§ The problem
Copy out the text below on China's mining and trade dealings with the DRC word for word, in full.

§ Document extract
......

Exports of copper ore and hard woods to China increased greatly in 2007.

China and the DRC have significant trade in cobalt, a metal for which China is the world's largest consumer due to its importance in batteries for electric vehicles. As of at least 2024, the DRC produces more than 70% of the world's cobalt, and most of this production goes to China. Chinese companies also account for the majority of cobalt mining in the DRC.

=== Sicomines ===

In April 2008, the Congolese government and a Chinese consortium consisting of Sinohydro and China Railway Engineering Corporation formed Sicomines, a joint venture exchanging mineral concessions in Katanga for infrastructure investments. Originally valued at US$9 billion, funded by China EXIM Bank, the deal allocated US$6 billion to infrastructure and US$3 billion to mining operations. Sicomines owns 68% of the project, while the Congolese state-owned mining company Gécamines holds the remaining 32%.

The infrastructure investments initially included the construction or rehabilitation of 6,600 km of roads, two hospitals, and two universities. The mining concessions at Dikuluwe and Mashamba West offered access to confirmed deposits of 6.8 million tons of copper and 427,000 tons of cobalt.

The deal faced scrutiny over debt sustainability, prompting a reduction of US$3 billion in May 2009 pending further feasibility studies. In 2023, negotiations led by President Félix Tshisekedi resulted in a revised agreement, increasing China's infrastructure investment commitment to US$7 billion. By January 2024, the Congolese government dedicated these revenues primarily to road improvements, including a major upgrade of National Road 1 between Mbuji-Mayi and Lualaba Province.

===Benefaction===
Former governor of Katanga province Moïse Katumbi estimated that over 60 of the province's 75 processing plants are owned by Chinese nationals. He said that 90% of the region's minerals went to China. They are known to have poor environmental and labour relations records and have been accused, directly or indirectly, of using child labour. In 2007, about 600 Chinese nationals were expelled from Katanga for violating labour and environmental laws.

......

§ Records shown
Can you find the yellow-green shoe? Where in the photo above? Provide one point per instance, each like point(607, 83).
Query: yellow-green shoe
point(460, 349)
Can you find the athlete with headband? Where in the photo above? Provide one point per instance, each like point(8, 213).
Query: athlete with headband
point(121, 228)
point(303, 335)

......

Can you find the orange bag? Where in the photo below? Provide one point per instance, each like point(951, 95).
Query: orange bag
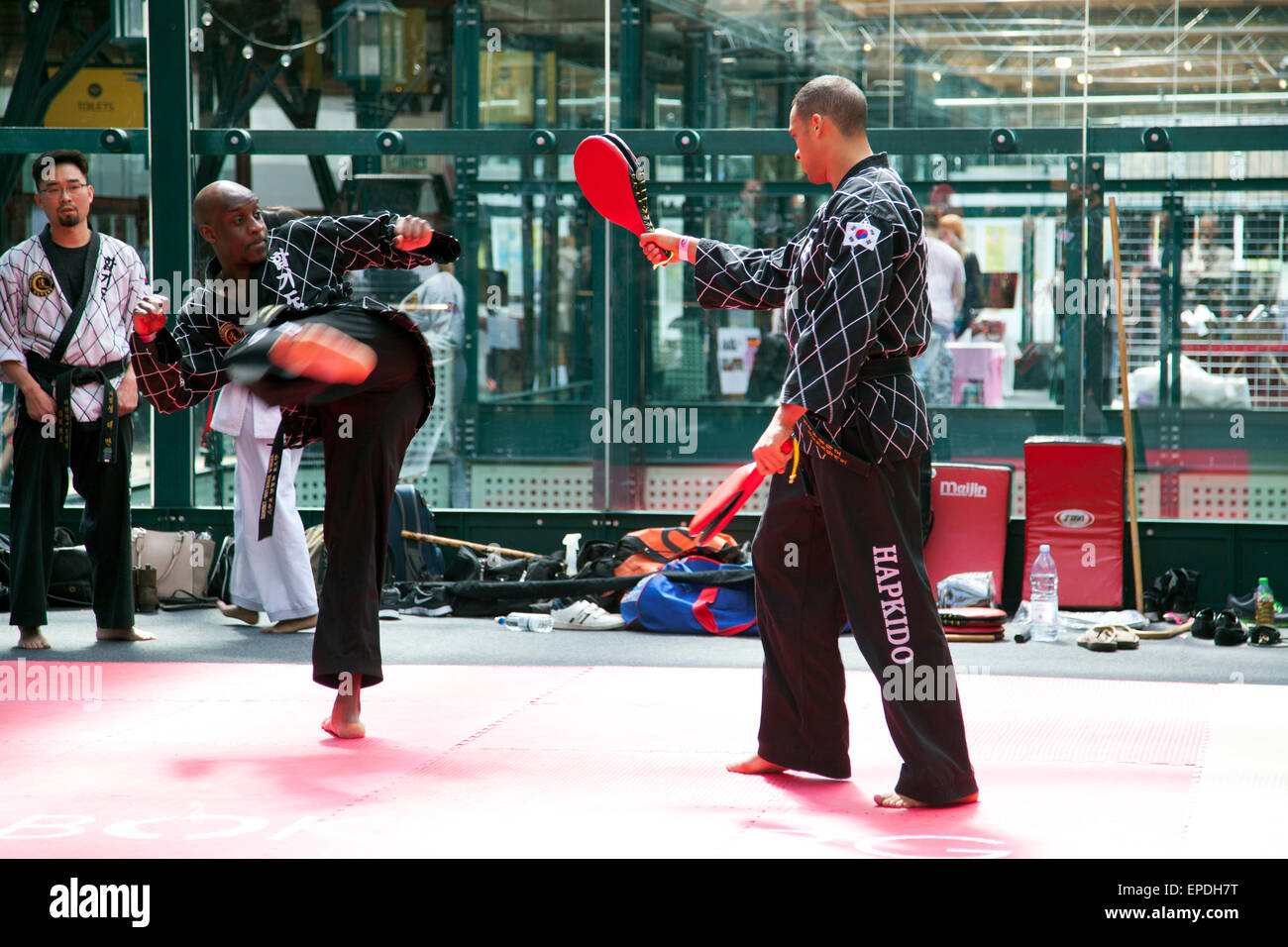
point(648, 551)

......

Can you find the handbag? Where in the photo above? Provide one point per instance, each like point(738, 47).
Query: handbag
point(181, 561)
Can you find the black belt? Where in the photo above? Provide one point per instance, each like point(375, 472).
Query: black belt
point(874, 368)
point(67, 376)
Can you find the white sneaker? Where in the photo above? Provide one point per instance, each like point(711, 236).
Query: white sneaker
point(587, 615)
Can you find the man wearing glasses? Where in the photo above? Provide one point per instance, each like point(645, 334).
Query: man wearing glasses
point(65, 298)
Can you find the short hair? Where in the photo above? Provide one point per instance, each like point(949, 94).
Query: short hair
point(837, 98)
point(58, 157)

......

§ Answer area
Exports of copper ore and hard woods to China increased greatly in 2007.

China and the DRC have significant trade in cobalt, a metal for which China is the world's largest consumer due to its importance in batteries for electric vehicles. As of at least 2024, the DRC produces more than 70% of the world's cobalt, and most of this production goes to China. Chinese companies also account for the majority of cobalt mining in the DRC.

=== Sicomines ===

In April 2008, the Congolese government and a Chinese consortium consisting of Sinohydro and China Railway Engineering Corporation formed Sicomines, a joint venture exchanging mineral concessions in Katanga for infrastructure investments. Originally valued at US$9 billion, funded by China EXIM Bank, the deal allocated US$6 billion to infrastructure and US$3 billion to mining operations. Sicomines owns 68% of the project, while the Congolese state-owned mining company Gécamines holds the remaining 32%.

The infrastructure investments initially included the construction or rehabilitation of 6,600 km of roads, two hospitals, and two universities. The mining concessions at Dikuluwe and Mashamba West offered access to confirmed deposits of 6.8 million tons of copper and 427,000 tons of cobalt.

The deal faced scrutiny over debt sustainability, prompting a reduction of US$3 billion in May 2009 pending further feasibility studies. In 2023, negotiations led by President Félix Tshisekedi resulted in a revised agreement, increasing China's infrastructure investment commitment to US$7 billion. By January 2024, the Congolese government dedicated these revenues primarily to road improvements, including a major upgrade of National Road 1 between Mbuji-Mayi and Lualaba Province.

===Benefaction===
Former governor of Katanga province Moïse Katumbi estimated that over 60 of the province's 75 processing plants are owned by Chinese nationals. He said that 90% of the region's minerals went to China. They are known to have poor environmental and labour relations records and have been accused, directly or indirectly, of using child labour. In 2007, about 600 Chinese nationals were expelled from Katanga for violating labour and environmental laws.